Available data
----
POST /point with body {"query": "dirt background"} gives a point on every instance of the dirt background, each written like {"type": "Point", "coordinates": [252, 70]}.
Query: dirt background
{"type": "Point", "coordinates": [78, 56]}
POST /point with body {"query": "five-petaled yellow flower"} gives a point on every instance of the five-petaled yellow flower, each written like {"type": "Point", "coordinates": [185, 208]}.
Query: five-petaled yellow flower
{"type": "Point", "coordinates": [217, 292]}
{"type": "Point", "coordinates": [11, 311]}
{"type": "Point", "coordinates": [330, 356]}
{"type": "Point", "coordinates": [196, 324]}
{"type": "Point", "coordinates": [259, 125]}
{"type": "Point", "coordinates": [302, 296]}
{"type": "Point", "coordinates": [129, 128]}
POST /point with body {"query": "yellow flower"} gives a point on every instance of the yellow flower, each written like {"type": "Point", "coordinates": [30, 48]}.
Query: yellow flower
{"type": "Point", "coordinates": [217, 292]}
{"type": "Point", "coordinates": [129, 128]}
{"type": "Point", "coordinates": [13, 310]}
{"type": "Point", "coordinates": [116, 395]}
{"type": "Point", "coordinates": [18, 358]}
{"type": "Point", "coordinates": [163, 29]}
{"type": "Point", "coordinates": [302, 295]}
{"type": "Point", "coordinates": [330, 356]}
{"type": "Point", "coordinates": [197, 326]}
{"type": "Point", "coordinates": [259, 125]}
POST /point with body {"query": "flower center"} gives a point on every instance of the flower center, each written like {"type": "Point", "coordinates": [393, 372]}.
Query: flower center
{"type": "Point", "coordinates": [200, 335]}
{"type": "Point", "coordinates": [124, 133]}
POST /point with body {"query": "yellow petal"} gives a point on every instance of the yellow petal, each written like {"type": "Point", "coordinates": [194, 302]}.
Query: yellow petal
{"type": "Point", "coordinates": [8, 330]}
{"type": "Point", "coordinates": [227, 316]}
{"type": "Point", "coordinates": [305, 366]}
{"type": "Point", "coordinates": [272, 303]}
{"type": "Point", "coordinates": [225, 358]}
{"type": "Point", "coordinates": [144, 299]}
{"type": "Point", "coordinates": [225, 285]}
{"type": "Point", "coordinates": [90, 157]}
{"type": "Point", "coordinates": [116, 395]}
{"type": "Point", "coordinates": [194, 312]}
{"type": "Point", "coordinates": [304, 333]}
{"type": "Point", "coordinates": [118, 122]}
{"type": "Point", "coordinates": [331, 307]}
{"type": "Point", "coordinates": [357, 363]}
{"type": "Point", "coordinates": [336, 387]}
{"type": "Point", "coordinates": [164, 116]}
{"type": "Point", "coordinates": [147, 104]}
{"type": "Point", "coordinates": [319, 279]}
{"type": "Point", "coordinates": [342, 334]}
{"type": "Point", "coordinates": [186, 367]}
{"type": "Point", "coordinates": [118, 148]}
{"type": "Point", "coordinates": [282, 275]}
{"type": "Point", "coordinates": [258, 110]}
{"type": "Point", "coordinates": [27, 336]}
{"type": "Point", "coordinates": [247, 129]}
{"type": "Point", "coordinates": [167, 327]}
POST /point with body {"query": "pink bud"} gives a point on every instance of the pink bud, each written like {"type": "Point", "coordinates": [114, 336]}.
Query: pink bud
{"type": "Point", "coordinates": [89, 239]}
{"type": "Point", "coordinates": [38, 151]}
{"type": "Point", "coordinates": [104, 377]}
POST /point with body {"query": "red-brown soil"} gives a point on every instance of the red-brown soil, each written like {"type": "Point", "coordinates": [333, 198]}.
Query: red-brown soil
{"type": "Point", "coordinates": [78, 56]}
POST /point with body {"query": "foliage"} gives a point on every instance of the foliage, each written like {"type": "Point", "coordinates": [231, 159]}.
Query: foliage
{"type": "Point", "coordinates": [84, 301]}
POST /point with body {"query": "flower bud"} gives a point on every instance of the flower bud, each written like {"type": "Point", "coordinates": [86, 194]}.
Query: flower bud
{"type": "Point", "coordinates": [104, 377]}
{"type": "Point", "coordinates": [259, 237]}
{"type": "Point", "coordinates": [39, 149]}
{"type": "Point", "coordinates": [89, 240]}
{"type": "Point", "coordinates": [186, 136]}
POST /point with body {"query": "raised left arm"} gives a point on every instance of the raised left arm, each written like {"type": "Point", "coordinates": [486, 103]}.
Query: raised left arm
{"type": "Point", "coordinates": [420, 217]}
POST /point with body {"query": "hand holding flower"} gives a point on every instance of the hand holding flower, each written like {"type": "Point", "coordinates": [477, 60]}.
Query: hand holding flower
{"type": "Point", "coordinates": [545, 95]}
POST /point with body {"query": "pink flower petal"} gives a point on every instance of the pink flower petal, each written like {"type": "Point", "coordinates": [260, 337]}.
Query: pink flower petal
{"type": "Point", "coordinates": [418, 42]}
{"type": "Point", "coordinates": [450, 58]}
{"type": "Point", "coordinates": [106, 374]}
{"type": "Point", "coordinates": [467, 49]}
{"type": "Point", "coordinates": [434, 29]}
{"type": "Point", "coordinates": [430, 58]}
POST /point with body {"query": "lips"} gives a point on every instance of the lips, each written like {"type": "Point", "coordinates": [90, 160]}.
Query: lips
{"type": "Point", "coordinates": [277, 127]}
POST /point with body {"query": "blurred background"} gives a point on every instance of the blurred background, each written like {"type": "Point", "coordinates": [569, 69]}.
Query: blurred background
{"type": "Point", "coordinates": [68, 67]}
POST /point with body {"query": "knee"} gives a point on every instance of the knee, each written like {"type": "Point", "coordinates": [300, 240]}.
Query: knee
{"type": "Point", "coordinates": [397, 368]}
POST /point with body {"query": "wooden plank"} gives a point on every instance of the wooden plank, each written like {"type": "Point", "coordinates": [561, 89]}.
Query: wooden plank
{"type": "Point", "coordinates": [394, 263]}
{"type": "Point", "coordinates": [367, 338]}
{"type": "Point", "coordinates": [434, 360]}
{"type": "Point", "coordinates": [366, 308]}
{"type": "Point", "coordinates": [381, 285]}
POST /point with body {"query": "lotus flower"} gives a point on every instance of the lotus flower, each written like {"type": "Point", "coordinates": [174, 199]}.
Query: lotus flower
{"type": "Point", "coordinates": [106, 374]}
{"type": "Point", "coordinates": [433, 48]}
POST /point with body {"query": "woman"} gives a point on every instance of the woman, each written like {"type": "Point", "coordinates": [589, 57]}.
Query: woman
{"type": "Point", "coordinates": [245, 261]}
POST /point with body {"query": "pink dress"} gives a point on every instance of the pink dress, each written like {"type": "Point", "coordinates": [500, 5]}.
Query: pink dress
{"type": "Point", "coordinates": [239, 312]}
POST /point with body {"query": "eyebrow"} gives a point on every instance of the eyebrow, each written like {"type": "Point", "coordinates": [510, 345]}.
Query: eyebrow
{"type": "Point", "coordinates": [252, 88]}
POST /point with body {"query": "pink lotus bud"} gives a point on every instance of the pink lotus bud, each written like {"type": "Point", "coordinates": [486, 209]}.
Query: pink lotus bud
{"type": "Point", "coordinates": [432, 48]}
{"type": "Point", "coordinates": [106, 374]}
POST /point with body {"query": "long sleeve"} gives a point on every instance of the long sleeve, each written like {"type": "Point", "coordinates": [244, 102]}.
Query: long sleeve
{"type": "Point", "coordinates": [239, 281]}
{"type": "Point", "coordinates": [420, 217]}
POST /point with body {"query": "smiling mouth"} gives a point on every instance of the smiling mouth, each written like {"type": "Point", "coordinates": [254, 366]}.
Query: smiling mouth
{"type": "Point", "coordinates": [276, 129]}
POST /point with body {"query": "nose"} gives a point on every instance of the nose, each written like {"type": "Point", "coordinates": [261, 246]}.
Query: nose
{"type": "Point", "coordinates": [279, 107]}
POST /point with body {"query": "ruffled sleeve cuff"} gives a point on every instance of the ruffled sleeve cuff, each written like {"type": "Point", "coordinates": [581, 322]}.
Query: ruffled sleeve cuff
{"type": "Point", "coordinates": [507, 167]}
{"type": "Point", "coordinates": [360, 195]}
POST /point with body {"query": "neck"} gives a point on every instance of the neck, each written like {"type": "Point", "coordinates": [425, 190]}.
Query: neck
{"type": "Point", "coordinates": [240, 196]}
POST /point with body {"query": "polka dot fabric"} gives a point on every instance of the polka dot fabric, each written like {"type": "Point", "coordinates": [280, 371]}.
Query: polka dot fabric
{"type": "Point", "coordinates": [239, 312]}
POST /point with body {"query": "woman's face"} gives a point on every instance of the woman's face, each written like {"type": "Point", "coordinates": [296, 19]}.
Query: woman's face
----
What you should do
All that should be written out is the stretch of lines above between the one holding "Query: hand holding flower" and the one holding "of the blurred", inclusive, exactly as given.

Written solution
Query: hand holding flower
{"type": "Point", "coordinates": [545, 95]}
POST /point with body {"query": "pink flower petal"} gives a point on every instance of the pink flower petal, each written like {"type": "Point", "coordinates": [260, 337]}.
Query: pink flower petal
{"type": "Point", "coordinates": [418, 42]}
{"type": "Point", "coordinates": [450, 58]}
{"type": "Point", "coordinates": [106, 374]}
{"type": "Point", "coordinates": [467, 49]}
{"type": "Point", "coordinates": [434, 29]}
{"type": "Point", "coordinates": [430, 58]}
POST /point with body {"query": "lips"} gives a point on every instance of the lips, each written like {"type": "Point", "coordinates": [90, 160]}.
Query: lips
{"type": "Point", "coordinates": [277, 127]}
POST /point with body {"query": "blurred background"} gives a point on every instance of the blurred background, each written like {"type": "Point", "coordinates": [569, 69]}.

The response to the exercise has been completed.